Work required:
Render the listing below as a Markdown table with the columns Row and Line, covering everything from the line containing "Where can the player's hand" through the final line of the listing, both ends included. Number each line in Row, and leave out blank lines and the pictures.

Entries provided:
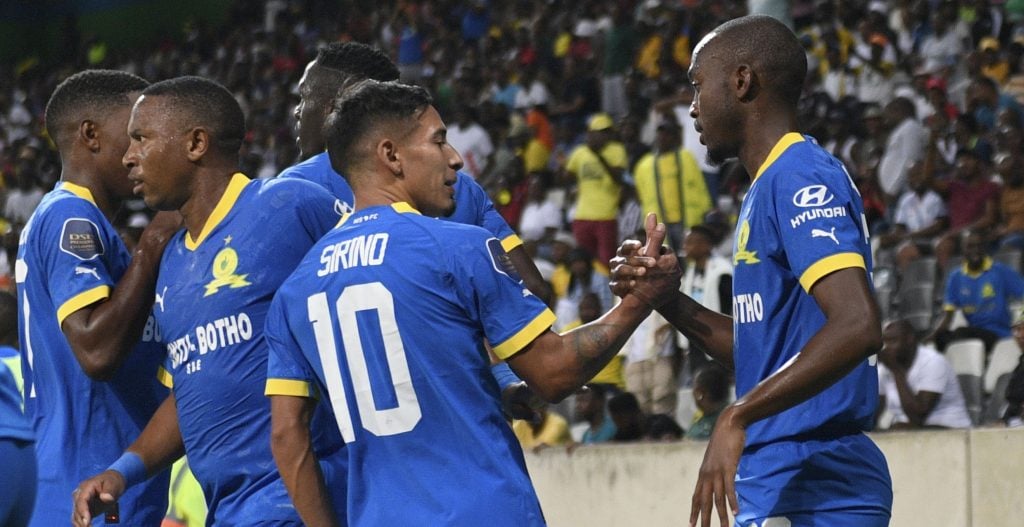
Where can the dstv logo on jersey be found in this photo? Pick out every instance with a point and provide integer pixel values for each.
(812, 195)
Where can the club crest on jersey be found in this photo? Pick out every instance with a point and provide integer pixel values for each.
(80, 237)
(741, 254)
(500, 259)
(224, 265)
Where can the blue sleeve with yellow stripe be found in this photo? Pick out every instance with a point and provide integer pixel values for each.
(819, 221)
(78, 269)
(473, 207)
(492, 292)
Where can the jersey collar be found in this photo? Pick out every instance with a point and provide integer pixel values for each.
(787, 140)
(986, 264)
(398, 207)
(78, 190)
(235, 187)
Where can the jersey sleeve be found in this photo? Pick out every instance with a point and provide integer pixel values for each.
(288, 372)
(819, 223)
(77, 250)
(491, 291)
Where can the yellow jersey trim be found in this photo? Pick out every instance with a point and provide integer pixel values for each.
(787, 140)
(165, 377)
(525, 336)
(78, 190)
(288, 387)
(511, 242)
(81, 300)
(235, 187)
(828, 265)
(986, 264)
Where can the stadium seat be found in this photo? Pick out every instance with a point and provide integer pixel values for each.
(1005, 358)
(968, 359)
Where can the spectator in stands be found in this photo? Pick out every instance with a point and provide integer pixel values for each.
(916, 384)
(597, 167)
(711, 393)
(670, 183)
(982, 290)
(590, 406)
(920, 218)
(546, 429)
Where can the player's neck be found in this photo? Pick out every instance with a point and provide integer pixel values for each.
(208, 190)
(93, 181)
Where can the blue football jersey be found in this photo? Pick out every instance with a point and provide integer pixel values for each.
(801, 220)
(212, 298)
(472, 205)
(70, 257)
(386, 317)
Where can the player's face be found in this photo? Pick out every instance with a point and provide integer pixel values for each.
(114, 131)
(157, 157)
(712, 108)
(429, 166)
(309, 117)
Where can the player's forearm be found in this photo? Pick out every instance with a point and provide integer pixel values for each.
(160, 444)
(850, 335)
(293, 452)
(710, 331)
(556, 365)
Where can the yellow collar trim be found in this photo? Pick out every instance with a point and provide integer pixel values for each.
(986, 264)
(787, 140)
(399, 207)
(78, 190)
(235, 187)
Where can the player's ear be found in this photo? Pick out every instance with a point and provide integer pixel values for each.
(387, 152)
(88, 133)
(744, 83)
(197, 143)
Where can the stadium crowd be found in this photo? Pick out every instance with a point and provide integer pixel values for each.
(574, 118)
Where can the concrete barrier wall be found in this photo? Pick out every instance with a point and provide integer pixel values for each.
(940, 479)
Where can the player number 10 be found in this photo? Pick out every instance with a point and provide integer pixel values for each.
(364, 297)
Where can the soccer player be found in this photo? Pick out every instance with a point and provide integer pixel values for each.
(341, 64)
(85, 308)
(385, 317)
(242, 239)
(804, 319)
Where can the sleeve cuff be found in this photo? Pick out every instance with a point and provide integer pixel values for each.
(81, 300)
(828, 265)
(165, 378)
(288, 387)
(511, 242)
(525, 336)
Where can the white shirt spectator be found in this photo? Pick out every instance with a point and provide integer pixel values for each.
(916, 212)
(473, 144)
(930, 372)
(905, 145)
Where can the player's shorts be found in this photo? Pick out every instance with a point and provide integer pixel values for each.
(837, 481)
(17, 483)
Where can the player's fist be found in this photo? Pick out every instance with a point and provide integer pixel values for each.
(95, 495)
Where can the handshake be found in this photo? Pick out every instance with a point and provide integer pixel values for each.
(648, 271)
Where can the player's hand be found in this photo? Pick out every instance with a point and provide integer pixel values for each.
(94, 495)
(716, 481)
(660, 282)
(632, 261)
(519, 401)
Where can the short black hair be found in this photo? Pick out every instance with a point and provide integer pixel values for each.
(207, 103)
(341, 62)
(771, 48)
(363, 108)
(89, 94)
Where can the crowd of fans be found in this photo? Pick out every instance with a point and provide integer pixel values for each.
(574, 117)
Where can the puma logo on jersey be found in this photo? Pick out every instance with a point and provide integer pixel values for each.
(86, 270)
(160, 299)
(824, 233)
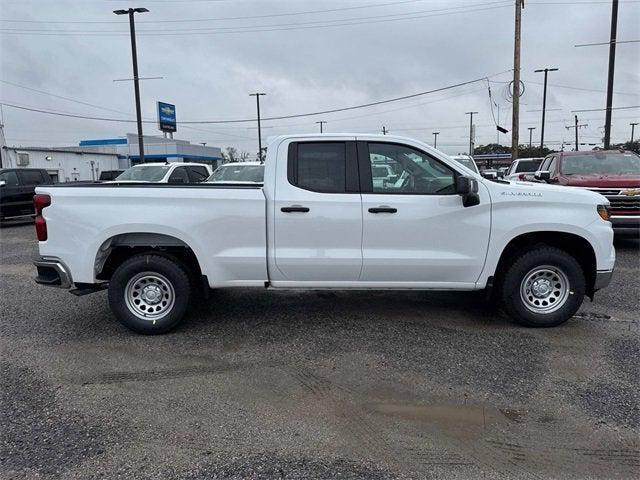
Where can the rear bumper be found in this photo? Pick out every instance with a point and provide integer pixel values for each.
(53, 273)
(602, 280)
(626, 224)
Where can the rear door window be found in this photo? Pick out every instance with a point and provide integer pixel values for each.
(319, 167)
(32, 177)
(10, 179)
(179, 175)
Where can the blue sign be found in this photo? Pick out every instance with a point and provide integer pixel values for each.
(166, 117)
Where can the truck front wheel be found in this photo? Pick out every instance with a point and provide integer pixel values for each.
(149, 294)
(544, 287)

Output for this exercise:
| Row | Line |
|---|---|
| 1 | Where can the player's hand be found in this photo? Pick out every instance with a point and provide integer pixel values for each. |
| 2 | (94, 495) |
| 3 | (716, 481) |
| 4 | (660, 282) |
| 5 | (632, 261) |
| 6 | (519, 401) |
| 7 | Where can the short black hair be found in this photo? Pick out every instance with a point and provide integer pixel values for each. |
| 8 | (207, 103) |
| 9 | (341, 62) |
| 10 | (771, 48) |
| 11 | (363, 108) |
| 12 | (89, 94) |
| 13 | Where can the crowd of fans be found in this photo? Pick out every instance with a point and provide integer pixel values for each. |
| 14 | (574, 117) |
| 15 | Where can the puma logo on jersey be found in this photo? Pick out every instance with a point and provide integer pixel values for each. |
| 16 | (86, 270) |
| 17 | (160, 299) |
| 18 | (824, 233) |
| 19 | Where can the rear bumper be found in this photo? Pick out every instance with a point and provide integer pixel values for each. |
| 20 | (53, 273) |
| 21 | (602, 280) |
| 22 | (626, 224) |
| 23 | Where can the rear door window be found in this photo? Pick out every instance with a point and provide integer pixel values for each. |
| 24 | (319, 167) |
| 25 | (32, 177) |
| 26 | (10, 179) |
| 27 | (179, 175) |
| 28 | Where can the blue sign be found in this photo? Pick out every instance with a point and provide integer pixel values for each. |
| 29 | (166, 117) |
| 30 | Where can the truck front wheel be found in this photo? Pick out every instance with a point and provide integer pixel values for each. |
| 31 | (149, 294) |
| 32 | (544, 287) |